- **The problem**: Each record below is to be reproduced without any change.

#####

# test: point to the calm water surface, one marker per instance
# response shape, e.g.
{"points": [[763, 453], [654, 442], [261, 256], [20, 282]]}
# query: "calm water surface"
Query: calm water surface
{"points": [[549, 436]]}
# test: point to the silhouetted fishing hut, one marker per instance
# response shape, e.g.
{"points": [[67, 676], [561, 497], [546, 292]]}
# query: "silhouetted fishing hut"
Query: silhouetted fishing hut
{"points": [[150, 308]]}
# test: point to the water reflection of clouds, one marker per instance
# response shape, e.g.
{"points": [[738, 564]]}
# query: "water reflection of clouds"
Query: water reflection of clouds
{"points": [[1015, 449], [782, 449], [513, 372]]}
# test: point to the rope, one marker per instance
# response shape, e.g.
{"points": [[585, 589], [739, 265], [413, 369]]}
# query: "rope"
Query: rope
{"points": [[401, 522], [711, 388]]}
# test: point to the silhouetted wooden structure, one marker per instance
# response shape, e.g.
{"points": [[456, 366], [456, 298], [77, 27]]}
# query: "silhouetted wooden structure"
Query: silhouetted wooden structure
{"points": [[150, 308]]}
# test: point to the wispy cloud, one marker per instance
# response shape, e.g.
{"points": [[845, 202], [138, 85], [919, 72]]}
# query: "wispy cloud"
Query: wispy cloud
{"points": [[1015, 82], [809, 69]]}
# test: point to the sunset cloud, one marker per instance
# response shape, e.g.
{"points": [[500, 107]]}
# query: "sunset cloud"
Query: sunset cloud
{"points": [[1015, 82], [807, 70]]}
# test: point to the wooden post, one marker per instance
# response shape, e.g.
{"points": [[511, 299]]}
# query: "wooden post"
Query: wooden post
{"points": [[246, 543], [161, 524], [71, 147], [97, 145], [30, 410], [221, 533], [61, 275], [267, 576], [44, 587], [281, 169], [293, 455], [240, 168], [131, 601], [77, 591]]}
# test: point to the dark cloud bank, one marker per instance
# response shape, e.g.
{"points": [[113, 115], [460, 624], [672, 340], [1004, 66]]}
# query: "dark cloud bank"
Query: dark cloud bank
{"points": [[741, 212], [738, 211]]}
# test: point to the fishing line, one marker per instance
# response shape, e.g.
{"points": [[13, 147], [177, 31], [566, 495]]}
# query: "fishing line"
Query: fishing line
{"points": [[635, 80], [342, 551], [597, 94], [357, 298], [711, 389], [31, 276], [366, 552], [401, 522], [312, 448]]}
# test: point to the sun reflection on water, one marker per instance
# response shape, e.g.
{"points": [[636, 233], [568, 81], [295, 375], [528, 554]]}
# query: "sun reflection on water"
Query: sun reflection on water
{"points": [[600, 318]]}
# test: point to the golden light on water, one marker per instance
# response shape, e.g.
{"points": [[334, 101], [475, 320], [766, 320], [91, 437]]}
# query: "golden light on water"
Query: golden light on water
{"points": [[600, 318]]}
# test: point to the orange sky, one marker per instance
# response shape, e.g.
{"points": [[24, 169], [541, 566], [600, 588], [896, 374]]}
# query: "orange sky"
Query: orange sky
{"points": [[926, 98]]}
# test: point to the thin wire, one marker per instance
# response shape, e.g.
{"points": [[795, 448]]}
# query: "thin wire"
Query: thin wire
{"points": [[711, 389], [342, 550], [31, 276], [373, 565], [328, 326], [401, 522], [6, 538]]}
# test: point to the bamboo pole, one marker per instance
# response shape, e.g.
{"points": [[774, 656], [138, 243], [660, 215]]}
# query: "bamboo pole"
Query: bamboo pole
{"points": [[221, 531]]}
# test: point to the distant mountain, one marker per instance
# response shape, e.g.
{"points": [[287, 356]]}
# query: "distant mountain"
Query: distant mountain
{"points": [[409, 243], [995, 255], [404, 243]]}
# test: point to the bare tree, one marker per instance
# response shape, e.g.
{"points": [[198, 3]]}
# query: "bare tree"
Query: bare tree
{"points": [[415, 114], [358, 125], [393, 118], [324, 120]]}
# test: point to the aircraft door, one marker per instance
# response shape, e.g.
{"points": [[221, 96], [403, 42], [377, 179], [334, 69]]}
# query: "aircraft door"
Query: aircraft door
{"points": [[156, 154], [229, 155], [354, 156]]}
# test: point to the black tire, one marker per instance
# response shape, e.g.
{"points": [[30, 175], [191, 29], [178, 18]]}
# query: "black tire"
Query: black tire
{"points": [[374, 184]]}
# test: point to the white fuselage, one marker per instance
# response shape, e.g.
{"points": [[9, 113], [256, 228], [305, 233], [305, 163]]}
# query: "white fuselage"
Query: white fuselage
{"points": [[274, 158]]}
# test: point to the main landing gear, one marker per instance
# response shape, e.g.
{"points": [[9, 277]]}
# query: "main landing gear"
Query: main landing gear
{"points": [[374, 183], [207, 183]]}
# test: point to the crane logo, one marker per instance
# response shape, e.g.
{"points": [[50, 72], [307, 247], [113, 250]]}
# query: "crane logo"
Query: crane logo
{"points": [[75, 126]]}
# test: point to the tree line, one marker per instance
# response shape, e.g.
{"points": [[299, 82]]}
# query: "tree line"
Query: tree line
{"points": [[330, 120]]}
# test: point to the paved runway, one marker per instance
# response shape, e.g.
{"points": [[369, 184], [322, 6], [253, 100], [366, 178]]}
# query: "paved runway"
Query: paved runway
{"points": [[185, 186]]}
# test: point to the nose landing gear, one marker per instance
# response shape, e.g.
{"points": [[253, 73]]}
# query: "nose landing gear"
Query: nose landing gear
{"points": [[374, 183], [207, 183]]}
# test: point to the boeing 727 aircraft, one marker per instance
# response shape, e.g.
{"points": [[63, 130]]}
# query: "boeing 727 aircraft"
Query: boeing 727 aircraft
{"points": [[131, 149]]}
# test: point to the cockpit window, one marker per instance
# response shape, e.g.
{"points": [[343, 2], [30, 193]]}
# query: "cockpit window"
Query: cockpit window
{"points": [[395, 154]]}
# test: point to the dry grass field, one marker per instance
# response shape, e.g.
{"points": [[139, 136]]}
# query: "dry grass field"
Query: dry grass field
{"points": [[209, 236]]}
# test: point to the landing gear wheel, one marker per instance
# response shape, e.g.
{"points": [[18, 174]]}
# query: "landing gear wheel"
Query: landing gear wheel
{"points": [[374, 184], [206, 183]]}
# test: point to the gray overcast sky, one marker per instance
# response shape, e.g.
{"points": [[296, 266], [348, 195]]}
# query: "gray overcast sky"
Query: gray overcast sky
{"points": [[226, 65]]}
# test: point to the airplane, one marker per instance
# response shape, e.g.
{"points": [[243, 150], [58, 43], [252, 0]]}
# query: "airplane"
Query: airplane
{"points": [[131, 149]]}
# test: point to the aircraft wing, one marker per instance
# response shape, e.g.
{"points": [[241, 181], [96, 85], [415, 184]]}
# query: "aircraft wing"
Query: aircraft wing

#####

- **Result**:
# test: point to the calm water surface, one marker per instance
# response shape, e.g.
{"points": [[763, 453], [654, 442], [261, 256], [20, 282]]}
# query: "calm water surface"
Query: calm water surface
{"points": [[549, 436]]}
# test: point to the silhouetted fishing hut, one marker per instance
# response shape, e.g.
{"points": [[67, 676], [561, 497], [546, 292]]}
# query: "silhouetted fishing hut"
Query: silhouetted fishing hut
{"points": [[150, 308]]}
# test: point to the water reflection of clouds, one marker per instance
# response shape, e.g.
{"points": [[738, 564]]}
# query: "water reflection of clouds"
Query: water reflection of clouds
{"points": [[1015, 449], [782, 449], [513, 372]]}
# test: point to the rope, one marker per instance
# response shape, e.g.
{"points": [[585, 589], [739, 265], [413, 369]]}
# query: "rope"
Query: rope
{"points": [[401, 522], [711, 388]]}
# test: point to the silhouetted wooden structure, one marker per instance
# response shape, e.g.
{"points": [[456, 366], [456, 298], [77, 27]]}
# query: "silhouetted wooden structure"
Query: silhouetted wooden structure
{"points": [[150, 308]]}
# test: point to the wispy cloud, one marker per instance
# response shape, e.g.
{"points": [[845, 202], [138, 85], [919, 72]]}
# query: "wispy cloud"
Query: wispy cloud
{"points": [[1015, 82], [809, 69]]}
# test: point to the sunset cloud, one marker per instance
# response shape, e.g.
{"points": [[500, 107]]}
# query: "sunset cloud"
Query: sunset cloud
{"points": [[1015, 82], [807, 70]]}
# test: point to the wooden post, one marker per instance
# response shape, e.g.
{"points": [[511, 299]]}
# query: "wooden post"
Query: wooden post
{"points": [[246, 543], [161, 524], [71, 147], [97, 145], [30, 410], [221, 533], [61, 275], [267, 576], [44, 587], [281, 169], [293, 455], [240, 168], [131, 601], [77, 591]]}
# test: point to the dark cloud bank, one marker per instance
# response shape, e.g.
{"points": [[113, 115], [460, 624], [672, 340], [1004, 66]]}
# query: "dark cloud bank"
Query: dark cloud bank
{"points": [[741, 212], [738, 211]]}
# test: point to the fishing line, one marker per instance
# response shape, e.g.
{"points": [[13, 147], [177, 31], [566, 495]]}
# query: "fishing line"
Query: fishing line
{"points": [[635, 80], [342, 551], [597, 94], [357, 298], [711, 389], [31, 276], [366, 552], [401, 522], [312, 448]]}
# test: point to the sun reflection on water, one marker per instance
# response shape, e.g.
{"points": [[636, 233], [568, 81], [295, 375], [528, 554]]}
# query: "sun reflection on water"
Query: sun reflection on water
{"points": [[600, 318]]}
# test: point to the golden light on water, one marker per instance
# response shape, e.g.
{"points": [[334, 101], [475, 320], [766, 320], [91, 437]]}
# query: "golden light on water"
Query: golden light on water
{"points": [[600, 318]]}
# test: point to the orange sky, one marker per instance
# response shape, e.g.
{"points": [[24, 169], [541, 566], [600, 588], [896, 374]]}
# query: "orange sky"
Query: orange sky
{"points": [[926, 98]]}
# test: point to the thin wire, one marker per instance
# response shape, e.g.
{"points": [[795, 448]]}
# query: "thin wire"
Query: thin wire
{"points": [[711, 389], [342, 550], [31, 276], [373, 565], [328, 326], [401, 522], [6, 538]]}
# test: point to the bamboo pole, one marker per instance
# response shape, e.g.
{"points": [[774, 656], [138, 243], [660, 215]]}
# query: "bamboo pole"
Query: bamboo pole
{"points": [[221, 531]]}
# test: point to the distant mountain, one marker per instance
# response shape, e.g.
{"points": [[287, 356]]}
# query: "distant mountain"
Query: distant mountain
{"points": [[409, 243], [995, 255], [404, 243]]}
# test: point to the bare tree, one marker per instance
# response shape, e.g.
{"points": [[198, 3]]}
# query: "bare tree"
Query: bare tree
{"points": [[415, 114], [358, 125], [393, 118], [324, 120]]}
# test: point to the aircraft door, one marker per instance
# response shape, e.g.
{"points": [[221, 96], [403, 42], [377, 179], [334, 69]]}
# query: "aircraft door"
Query: aircraft door
{"points": [[156, 154], [229, 155], [354, 156]]}
# test: point to the black tire, one marker per instance
# response shape, e.g.
{"points": [[30, 175], [191, 29], [178, 18]]}
# query: "black tire"
Query: black tire
{"points": [[374, 184]]}
# test: point to the white fuselage, one marker per instance
# response shape, e.g.
{"points": [[9, 113], [256, 228], [305, 233], [305, 163]]}
# query: "white fuselage"
Query: white fuselage
{"points": [[274, 158]]}
# test: point to the main landing gear, one marker per instance
# response shape, e.g.
{"points": [[9, 277]]}
# query: "main landing gear"
Query: main landing gear
{"points": [[374, 183], [207, 183]]}
# test: point to the crane logo, one marker per instance
# response shape, e.g.
{"points": [[50, 72], [307, 247], [113, 250]]}
# query: "crane logo"
Query: crane logo
{"points": [[75, 126]]}
# test: point to the tree line, one marker per instance
# response shape, e.g.
{"points": [[299, 82]]}
# query: "tree line"
Query: tree line
{"points": [[330, 120]]}
# test: point to the paved runway, one marker per instance
# response shape, e.g.
{"points": [[369, 184], [322, 6], [253, 100], [366, 178]]}
# query: "paved runway"
Query: paved runway
{"points": [[185, 186]]}
# test: point to the nose landing gear, one marker per instance
# response shape, e.g.
{"points": [[253, 73]]}
# query: "nose landing gear"
Query: nose landing gear
{"points": [[374, 183], [207, 183]]}
# test: point to the boeing 727 aircraft, one marker per instance
# response shape, e.g.
{"points": [[63, 130]]}
# query: "boeing 727 aircraft"
Query: boeing 727 aircraft
{"points": [[131, 149]]}
# test: point to the cockpit window, one marker per instance
# response shape, e.g.
{"points": [[343, 2], [30, 193]]}
# query: "cockpit window"
Query: cockpit window
{"points": [[395, 154]]}
# test: point to the dry grass field, one marker per instance
# response shape, e.g.
{"points": [[139, 136]]}
# query: "dry grass field"
Query: dry grass field
{"points": [[209, 236]]}
# test: point to the landing gear wheel, one marker per instance
# response shape, e.g.
{"points": [[18, 174]]}
# query: "landing gear wheel"
Query: landing gear wheel
{"points": [[374, 184], [206, 183]]}
# test: point to the gray overcast sky, one marker per instance
# response shape, e.g.
{"points": [[296, 266], [348, 195]]}
# query: "gray overcast sky"
Query: gray overcast sky
{"points": [[226, 65]]}
# test: point to the airplane, one marker per instance
# response shape, e.g.
{"points": [[243, 150], [58, 43], [252, 0]]}
# query: "airplane"
Query: airplane
{"points": [[131, 149]]}
# test: point to the aircraft wing, one marker per instance
# response shape, e.g.
{"points": [[241, 181], [96, 85], [415, 184]]}
# query: "aircraft wing"
Query: aircraft wing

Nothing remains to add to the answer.